Records for the task: Begin
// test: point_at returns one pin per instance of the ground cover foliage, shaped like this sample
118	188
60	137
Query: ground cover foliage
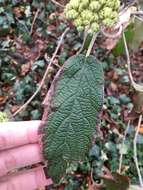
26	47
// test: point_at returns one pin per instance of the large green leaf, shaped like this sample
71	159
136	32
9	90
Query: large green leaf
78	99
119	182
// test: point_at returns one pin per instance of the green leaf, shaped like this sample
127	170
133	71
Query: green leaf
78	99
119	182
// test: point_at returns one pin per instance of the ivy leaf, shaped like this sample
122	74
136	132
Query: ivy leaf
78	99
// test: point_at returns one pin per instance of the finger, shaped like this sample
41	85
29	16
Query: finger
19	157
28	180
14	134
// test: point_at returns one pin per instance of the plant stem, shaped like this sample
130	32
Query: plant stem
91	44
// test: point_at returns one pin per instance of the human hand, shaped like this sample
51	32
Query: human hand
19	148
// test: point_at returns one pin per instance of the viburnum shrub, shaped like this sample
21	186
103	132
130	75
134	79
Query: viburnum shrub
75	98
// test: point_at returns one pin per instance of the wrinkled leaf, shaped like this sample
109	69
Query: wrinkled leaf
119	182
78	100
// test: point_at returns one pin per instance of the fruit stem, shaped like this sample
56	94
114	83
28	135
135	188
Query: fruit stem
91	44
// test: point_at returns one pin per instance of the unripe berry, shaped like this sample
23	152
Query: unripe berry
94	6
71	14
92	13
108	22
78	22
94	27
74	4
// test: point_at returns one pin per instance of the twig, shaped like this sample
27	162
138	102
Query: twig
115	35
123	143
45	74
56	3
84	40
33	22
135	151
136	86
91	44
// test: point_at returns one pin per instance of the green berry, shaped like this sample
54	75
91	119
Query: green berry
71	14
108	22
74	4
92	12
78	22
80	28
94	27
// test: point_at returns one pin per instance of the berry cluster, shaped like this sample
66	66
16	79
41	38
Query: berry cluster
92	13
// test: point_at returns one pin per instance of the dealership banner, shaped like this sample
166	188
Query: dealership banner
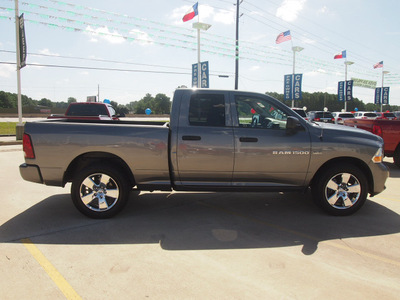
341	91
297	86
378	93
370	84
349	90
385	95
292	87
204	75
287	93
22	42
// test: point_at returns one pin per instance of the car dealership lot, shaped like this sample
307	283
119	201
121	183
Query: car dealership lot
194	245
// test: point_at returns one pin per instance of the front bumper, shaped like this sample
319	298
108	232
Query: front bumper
Records for the task: End
Records for the task: Begin
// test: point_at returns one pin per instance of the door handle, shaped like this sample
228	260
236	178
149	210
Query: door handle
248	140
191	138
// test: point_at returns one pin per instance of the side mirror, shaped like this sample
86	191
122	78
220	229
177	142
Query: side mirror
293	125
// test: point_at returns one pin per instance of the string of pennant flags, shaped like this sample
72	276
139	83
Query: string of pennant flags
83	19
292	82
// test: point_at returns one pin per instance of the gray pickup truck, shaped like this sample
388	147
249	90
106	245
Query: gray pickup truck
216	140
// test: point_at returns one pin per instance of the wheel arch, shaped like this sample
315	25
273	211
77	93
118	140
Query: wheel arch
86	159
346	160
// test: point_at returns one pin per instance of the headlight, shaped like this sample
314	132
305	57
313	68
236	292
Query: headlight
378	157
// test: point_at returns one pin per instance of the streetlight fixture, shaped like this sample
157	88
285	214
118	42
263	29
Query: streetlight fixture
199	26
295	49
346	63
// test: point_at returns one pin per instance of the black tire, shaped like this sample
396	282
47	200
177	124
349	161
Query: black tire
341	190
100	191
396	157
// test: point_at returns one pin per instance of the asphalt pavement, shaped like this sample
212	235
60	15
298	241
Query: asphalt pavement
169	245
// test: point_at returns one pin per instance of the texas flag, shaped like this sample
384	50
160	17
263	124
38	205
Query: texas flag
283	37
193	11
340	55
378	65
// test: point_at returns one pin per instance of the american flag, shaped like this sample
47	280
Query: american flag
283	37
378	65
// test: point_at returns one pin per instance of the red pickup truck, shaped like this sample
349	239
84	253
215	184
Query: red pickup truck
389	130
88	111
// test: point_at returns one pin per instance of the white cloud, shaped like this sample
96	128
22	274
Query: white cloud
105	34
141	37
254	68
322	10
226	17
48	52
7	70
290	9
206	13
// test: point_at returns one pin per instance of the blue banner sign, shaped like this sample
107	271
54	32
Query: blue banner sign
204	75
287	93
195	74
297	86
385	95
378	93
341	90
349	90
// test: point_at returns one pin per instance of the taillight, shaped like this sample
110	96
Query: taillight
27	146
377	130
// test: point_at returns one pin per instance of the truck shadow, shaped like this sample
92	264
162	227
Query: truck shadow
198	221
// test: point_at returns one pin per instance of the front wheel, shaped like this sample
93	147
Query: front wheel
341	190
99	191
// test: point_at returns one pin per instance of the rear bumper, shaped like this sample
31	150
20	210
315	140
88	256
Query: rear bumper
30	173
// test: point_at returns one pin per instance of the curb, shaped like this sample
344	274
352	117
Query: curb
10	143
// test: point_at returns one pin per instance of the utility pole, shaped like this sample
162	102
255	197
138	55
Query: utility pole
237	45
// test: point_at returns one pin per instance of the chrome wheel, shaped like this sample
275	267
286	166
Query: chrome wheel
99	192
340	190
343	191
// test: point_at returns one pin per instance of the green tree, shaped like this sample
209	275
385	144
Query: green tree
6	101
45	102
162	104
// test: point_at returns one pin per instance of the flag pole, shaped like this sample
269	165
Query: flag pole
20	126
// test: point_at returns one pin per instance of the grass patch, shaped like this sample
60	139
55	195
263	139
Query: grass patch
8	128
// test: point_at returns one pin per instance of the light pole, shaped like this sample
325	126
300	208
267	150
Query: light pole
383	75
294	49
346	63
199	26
Records for the task: End
Records for the task: Begin
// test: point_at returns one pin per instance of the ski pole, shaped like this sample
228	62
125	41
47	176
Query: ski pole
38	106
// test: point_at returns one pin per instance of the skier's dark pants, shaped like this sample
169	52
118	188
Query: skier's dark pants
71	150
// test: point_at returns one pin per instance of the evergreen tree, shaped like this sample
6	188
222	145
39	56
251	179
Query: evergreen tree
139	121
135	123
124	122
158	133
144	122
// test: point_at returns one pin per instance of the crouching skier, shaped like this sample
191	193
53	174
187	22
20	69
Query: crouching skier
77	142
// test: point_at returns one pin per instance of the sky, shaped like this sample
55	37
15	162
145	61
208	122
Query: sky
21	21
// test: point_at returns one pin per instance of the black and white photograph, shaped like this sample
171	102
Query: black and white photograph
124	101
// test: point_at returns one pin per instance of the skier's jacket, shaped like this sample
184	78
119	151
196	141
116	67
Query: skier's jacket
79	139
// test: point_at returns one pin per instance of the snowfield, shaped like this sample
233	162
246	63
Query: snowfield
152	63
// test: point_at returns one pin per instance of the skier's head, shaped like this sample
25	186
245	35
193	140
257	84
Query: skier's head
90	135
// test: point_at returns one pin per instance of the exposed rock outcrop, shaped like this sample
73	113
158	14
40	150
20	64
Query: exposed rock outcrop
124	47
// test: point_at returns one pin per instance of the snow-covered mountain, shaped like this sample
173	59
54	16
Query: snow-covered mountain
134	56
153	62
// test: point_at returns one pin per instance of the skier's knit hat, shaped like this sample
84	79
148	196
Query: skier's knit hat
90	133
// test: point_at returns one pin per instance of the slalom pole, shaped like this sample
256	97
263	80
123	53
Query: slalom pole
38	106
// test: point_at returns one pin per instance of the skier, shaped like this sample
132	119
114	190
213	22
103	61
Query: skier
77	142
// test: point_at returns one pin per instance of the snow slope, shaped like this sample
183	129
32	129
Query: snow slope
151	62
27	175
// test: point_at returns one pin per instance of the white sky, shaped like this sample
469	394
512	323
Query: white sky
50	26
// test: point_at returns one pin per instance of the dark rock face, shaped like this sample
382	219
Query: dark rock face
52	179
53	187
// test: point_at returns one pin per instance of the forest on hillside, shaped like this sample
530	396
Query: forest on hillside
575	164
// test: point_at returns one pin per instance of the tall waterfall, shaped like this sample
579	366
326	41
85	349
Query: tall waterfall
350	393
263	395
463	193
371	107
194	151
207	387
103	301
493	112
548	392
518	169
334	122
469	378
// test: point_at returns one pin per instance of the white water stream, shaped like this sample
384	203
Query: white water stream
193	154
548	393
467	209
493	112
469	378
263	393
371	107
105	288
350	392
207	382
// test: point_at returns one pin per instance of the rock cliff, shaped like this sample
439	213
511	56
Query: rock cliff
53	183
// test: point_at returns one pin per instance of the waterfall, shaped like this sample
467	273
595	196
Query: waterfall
Records for the task: End
Leave out every line above except those from the line with "Query: dark rock face" up to and including the line with "Query: waterfall", and copy those exactly.

Query: dark rock face
52	179
53	187
// test: point_at returns one pin per instance of the forest on hillside, shaped like this sample
530	396
Query: forest on hillside
575	164
// test: point_at returns one pin per instance of the tall waterfall, shaped like this sample
579	366
326	41
85	349
Query: tall waterfall
350	393
263	395
463	193
371	107
194	151
207	387
103	301
493	112
548	392
518	169
334	122
469	378
// test: point_at returns one pin per instance of the white water stream, shaped like this sample
384	203
Query: white water stream
193	154
548	393
467	209
493	112
469	378
263	393
371	107
105	288
350	392
207	382
// test: point_at returns one pin per instance of the rock cliff, shaped like this sample
439	213
511	56
Query: rock cliff
53	183
// test: point_at returns one pin per instance of the waterfall, shaped like this sample
467	273
595	196
Query: waterfall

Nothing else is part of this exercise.